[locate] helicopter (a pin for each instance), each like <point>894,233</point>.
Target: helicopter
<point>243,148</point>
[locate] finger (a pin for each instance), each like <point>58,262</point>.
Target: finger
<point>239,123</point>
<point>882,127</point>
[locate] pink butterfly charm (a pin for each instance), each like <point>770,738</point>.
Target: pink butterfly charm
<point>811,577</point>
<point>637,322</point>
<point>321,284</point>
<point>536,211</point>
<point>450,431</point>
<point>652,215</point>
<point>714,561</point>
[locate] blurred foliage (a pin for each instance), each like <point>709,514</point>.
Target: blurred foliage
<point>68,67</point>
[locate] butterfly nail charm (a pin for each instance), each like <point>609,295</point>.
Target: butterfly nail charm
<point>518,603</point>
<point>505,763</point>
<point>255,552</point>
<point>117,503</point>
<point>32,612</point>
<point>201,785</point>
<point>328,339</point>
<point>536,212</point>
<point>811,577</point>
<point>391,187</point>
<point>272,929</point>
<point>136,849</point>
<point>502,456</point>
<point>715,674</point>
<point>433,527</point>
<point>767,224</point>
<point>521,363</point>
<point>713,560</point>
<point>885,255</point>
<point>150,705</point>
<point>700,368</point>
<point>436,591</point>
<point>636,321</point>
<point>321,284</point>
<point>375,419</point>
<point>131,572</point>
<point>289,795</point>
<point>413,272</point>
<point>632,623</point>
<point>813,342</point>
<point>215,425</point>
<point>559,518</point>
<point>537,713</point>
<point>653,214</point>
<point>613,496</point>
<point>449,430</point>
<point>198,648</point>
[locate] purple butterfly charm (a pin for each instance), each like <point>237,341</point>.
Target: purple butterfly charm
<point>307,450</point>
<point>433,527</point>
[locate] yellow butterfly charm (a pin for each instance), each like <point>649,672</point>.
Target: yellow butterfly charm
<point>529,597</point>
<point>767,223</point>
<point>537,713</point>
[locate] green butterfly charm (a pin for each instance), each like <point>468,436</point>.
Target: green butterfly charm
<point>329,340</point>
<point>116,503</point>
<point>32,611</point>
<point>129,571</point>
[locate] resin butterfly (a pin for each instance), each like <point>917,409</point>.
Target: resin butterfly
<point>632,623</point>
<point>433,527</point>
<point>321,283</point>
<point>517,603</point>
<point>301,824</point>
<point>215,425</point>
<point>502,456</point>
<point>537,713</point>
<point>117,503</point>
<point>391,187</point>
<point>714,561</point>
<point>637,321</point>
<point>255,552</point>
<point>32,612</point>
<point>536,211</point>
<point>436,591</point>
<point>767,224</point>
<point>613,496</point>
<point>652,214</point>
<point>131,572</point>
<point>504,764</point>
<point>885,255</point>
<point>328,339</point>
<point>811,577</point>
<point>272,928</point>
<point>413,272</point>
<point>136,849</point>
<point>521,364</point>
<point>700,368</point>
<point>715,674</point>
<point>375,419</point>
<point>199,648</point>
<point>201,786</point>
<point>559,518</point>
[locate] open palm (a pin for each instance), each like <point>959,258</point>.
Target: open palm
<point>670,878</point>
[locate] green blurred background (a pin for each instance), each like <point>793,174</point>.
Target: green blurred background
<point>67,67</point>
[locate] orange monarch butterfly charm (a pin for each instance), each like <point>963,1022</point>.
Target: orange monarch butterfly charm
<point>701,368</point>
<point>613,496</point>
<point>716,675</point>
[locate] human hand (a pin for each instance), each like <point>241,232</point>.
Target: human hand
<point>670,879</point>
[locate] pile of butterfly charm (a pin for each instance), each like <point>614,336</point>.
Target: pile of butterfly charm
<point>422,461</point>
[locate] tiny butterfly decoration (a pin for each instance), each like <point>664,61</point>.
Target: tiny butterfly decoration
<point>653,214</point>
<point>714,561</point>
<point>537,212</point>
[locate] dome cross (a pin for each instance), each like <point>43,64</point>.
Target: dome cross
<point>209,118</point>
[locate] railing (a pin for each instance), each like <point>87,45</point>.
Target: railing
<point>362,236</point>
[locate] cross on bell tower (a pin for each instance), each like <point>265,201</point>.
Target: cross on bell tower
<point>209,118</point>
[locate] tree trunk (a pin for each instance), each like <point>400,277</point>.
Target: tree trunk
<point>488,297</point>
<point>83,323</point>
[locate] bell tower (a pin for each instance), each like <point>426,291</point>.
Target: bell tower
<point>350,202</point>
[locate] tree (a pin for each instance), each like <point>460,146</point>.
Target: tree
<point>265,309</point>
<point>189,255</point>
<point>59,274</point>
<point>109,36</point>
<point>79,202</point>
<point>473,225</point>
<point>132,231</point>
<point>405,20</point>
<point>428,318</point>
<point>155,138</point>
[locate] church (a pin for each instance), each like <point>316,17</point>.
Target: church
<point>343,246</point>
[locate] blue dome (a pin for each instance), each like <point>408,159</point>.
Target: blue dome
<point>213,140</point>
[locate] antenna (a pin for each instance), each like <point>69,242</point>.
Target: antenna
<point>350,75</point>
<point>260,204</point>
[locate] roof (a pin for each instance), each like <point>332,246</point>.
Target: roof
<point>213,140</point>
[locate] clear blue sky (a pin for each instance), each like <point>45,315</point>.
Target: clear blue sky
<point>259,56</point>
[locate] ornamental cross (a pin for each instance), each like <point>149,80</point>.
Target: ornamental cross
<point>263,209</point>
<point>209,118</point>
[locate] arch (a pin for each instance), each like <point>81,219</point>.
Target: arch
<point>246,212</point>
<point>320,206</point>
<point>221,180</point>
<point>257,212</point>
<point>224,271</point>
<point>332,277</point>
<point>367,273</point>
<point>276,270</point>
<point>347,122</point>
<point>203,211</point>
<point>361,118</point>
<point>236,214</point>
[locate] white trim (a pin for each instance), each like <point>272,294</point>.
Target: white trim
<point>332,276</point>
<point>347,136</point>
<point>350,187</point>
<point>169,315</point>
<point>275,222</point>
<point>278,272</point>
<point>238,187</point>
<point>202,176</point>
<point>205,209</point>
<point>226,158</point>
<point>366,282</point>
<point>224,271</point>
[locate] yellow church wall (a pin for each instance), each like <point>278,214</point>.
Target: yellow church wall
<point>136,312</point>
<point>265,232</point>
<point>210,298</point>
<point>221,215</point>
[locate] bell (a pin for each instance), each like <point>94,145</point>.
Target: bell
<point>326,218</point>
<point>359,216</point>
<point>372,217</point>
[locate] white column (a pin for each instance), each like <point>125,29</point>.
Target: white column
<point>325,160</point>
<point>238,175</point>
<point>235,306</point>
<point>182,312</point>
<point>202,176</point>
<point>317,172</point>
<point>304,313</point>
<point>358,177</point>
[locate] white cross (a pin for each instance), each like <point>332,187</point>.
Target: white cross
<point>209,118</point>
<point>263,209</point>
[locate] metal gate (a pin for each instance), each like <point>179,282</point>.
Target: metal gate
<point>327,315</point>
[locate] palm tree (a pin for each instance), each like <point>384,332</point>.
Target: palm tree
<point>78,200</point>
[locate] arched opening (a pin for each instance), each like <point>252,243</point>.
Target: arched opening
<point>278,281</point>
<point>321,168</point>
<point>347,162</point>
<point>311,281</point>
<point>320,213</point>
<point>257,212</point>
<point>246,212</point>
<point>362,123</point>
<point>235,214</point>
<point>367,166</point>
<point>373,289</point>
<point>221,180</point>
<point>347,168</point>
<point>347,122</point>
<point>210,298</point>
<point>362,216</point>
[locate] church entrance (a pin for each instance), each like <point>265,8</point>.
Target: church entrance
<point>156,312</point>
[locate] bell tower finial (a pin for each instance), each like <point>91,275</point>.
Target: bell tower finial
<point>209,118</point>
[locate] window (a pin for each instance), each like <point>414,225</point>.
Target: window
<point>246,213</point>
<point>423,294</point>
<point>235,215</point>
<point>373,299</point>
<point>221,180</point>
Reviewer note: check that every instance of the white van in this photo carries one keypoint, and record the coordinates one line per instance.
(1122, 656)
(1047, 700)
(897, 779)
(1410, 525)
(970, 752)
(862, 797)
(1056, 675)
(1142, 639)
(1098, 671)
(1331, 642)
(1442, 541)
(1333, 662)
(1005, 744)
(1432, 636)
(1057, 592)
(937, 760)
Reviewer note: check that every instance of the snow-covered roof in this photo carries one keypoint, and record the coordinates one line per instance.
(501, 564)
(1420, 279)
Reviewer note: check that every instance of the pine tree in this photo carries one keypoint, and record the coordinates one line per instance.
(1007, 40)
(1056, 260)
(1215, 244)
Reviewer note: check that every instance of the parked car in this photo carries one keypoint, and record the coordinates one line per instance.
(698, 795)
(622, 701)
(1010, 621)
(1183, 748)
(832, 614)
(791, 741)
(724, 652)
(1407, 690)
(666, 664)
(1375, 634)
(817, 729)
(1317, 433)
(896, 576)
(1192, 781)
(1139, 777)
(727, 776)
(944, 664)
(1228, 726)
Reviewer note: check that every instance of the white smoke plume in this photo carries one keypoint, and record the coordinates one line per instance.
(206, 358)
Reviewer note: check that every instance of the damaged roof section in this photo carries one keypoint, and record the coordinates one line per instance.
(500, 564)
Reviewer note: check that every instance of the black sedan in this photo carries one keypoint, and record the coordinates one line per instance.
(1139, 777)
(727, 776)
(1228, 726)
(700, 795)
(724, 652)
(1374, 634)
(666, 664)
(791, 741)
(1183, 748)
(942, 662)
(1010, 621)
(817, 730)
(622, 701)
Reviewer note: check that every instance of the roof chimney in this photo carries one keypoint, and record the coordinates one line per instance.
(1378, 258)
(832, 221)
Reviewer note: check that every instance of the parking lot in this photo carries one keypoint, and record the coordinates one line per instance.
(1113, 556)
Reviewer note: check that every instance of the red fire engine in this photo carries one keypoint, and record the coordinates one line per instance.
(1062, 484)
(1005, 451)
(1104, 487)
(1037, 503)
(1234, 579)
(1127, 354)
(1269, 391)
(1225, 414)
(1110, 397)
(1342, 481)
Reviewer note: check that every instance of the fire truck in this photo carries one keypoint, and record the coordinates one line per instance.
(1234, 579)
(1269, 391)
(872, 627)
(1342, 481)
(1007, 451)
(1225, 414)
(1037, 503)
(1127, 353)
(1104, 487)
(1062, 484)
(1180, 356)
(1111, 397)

****************

> _What the task asks_: Copy verbatim the lines starting at the line containing "[locate] church (a" and ending at the line containing "<point>372,217</point>", both included.

> _Answer_:
[locate] church (a pin for each instance), each like <point>316,17</point>.
Target: church
<point>343,246</point>
[locate] blue dome (a pin for each instance), each like <point>408,159</point>.
Target: blue dome
<point>213,140</point>
[locate] antenna (a pin for each instance), each like <point>69,242</point>.
Target: antenna
<point>350,75</point>
<point>260,204</point>
[locate] roof (a pin for each instance), each like <point>332,246</point>.
Target: roof
<point>213,140</point>
[locate] clear blue sky (a pin for each instance), each like <point>45,315</point>.
Target: clear blue sky
<point>259,56</point>
[locate] ornamental cross (a pin for each instance), each like <point>149,80</point>.
Target: ornamental cross
<point>263,209</point>
<point>209,118</point>
[locate] arch (a pin for each instance), each like <point>81,219</point>.
Target: arch
<point>246,212</point>
<point>320,206</point>
<point>221,180</point>
<point>257,212</point>
<point>224,271</point>
<point>332,277</point>
<point>367,273</point>
<point>276,270</point>
<point>347,122</point>
<point>203,211</point>
<point>361,118</point>
<point>236,214</point>
[locate] white trim (a pin for each instance), each like <point>272,294</point>.
Target: white trim
<point>332,276</point>
<point>347,136</point>
<point>350,187</point>
<point>169,315</point>
<point>275,222</point>
<point>278,272</point>
<point>238,187</point>
<point>202,176</point>
<point>205,209</point>
<point>226,158</point>
<point>366,282</point>
<point>224,271</point>
[locate] yellow church wall (a pin for each instance), each like <point>278,214</point>.
Target: yellow church wall
<point>136,312</point>
<point>265,232</point>
<point>210,298</point>
<point>221,215</point>
[locate] bell (a pin for each instance), each like <point>94,145</point>.
Target: bell
<point>326,218</point>
<point>359,216</point>
<point>372,217</point>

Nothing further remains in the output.